• _REQUIRED WORK_:
The entries below are to be duplicated exactly, with nothing left out.

(Records from a collection)

******************************

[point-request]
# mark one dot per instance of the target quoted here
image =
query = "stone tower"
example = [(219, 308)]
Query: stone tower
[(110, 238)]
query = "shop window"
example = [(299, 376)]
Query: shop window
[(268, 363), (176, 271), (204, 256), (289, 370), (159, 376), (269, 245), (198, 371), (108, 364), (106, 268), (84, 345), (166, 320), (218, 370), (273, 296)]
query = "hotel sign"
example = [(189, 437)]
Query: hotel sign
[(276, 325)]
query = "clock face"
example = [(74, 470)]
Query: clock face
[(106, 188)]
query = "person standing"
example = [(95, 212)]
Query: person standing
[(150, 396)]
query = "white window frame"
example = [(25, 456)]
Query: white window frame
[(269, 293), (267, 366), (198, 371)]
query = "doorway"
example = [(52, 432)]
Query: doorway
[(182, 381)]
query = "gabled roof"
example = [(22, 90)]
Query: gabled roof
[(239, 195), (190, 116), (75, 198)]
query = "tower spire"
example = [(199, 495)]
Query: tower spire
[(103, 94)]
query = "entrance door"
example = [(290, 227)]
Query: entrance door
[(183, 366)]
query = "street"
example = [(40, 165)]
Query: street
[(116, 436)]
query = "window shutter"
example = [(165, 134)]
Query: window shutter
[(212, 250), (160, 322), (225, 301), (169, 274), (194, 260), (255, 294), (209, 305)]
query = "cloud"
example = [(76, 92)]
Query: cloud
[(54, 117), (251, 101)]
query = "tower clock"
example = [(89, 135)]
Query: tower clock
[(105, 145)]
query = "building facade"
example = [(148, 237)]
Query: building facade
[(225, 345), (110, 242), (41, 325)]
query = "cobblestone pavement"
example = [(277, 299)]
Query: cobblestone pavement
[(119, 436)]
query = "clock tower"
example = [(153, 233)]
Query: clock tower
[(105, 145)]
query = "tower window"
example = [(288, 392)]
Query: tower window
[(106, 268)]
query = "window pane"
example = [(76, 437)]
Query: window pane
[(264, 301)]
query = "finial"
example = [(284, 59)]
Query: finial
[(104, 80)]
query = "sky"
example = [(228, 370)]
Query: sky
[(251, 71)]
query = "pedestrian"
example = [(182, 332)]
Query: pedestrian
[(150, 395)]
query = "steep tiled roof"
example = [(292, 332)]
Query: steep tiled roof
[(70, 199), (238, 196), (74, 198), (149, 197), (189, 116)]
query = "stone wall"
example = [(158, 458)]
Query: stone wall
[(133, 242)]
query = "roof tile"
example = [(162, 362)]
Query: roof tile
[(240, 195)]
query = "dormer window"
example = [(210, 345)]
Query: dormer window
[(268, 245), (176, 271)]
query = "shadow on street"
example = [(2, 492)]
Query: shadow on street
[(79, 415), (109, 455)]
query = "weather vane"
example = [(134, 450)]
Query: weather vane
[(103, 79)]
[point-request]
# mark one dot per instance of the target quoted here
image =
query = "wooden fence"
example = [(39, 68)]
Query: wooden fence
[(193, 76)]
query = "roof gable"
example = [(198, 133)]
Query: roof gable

******************************

• _RESPONSE BOX_:
[point-request]
# mark one dot per instance of the target quoted here
image =
query = "stone tower"
example = [(219, 308)]
Query: stone tower
[(110, 238)]
query = "shop window"
example = [(299, 376)]
Query: shop window
[(268, 363), (176, 271), (204, 256), (289, 370), (159, 376), (269, 245), (198, 371), (108, 364), (106, 268), (84, 345), (166, 320), (218, 370), (273, 296)]
query = "hotel sign"
example = [(189, 437)]
Query: hotel sign
[(276, 325)]
query = "clock face"
example = [(74, 470)]
Query: clock face
[(106, 188)]
query = "person standing"
example = [(95, 212)]
Query: person standing
[(150, 396)]
query = "white window frame"
example = [(25, 456)]
Query: white window frame
[(269, 293), (267, 366), (198, 371)]
query = "doorway"
example = [(52, 432)]
Query: doorway
[(182, 381)]
query = "gabled roof"
example = [(22, 90)]
Query: gabled roof
[(239, 195), (190, 116), (75, 198)]
query = "tower spire"
example = [(199, 495)]
Query: tower spire
[(103, 94)]
query = "entrance door"
example = [(290, 227)]
Query: entrance door
[(183, 366)]
query = "street"
example = [(40, 165)]
Query: street
[(116, 436)]
query = "window shutter"
example = [(165, 134)]
Query: window shutter
[(212, 250), (160, 322), (225, 301), (169, 274), (194, 260), (255, 294), (209, 305)]
query = "cloud"
example = [(76, 92)]
Query: cloud
[(54, 117), (251, 101)]
query = "tower clock"
example = [(89, 135)]
Query: tower clock
[(105, 145)]
query = "building facade"
example = [(148, 237)]
Query: building facade
[(225, 345), (110, 242), (41, 325)]
query = "cobblestone pavement"
example = [(277, 299)]
Query: cobblestone pavement
[(119, 436)]
query = "clock tower"
example = [(153, 233)]
Query: clock tower
[(105, 145)]
query = "tower window"
example = [(288, 392)]
Query: tower window
[(106, 268)]
query = "window pane"
example = [(76, 437)]
Query: window pane
[(264, 301)]
query = "finial"
example = [(284, 59)]
Query: finial
[(104, 80)]
query = "sky"
example = [(228, 370)]
Query: sky
[(251, 71)]
query = "pedestrian"
example = [(182, 332)]
Query: pedestrian
[(150, 395)]
query = "steep tiled roof"
example = [(292, 332)]
Query: steep tiled roof
[(70, 199), (238, 196), (74, 198), (149, 197), (189, 116)]
query = "stone wall"
example = [(158, 458)]
Query: stone wall
[(133, 242)]
query = "roof tile"
example = [(162, 362)]
Query: roof tile
[(240, 195)]
query = "dormer window"
example = [(210, 345)]
Query: dormer window
[(268, 245), (176, 271)]
query = "shadow on street"
example = [(2, 492)]
Query: shadow on street
[(79, 415), (109, 455)]
query = "weather vane"
example = [(134, 450)]
Query: weather vane
[(103, 79)]
[point-request]
# mark one dot per instance of the target quoted here
image =
query = "wooden fence"
example = [(39, 68)]
Query: wooden fence
[(193, 76)]
query = "roof gable"
example = [(198, 133)]
Query: roof gable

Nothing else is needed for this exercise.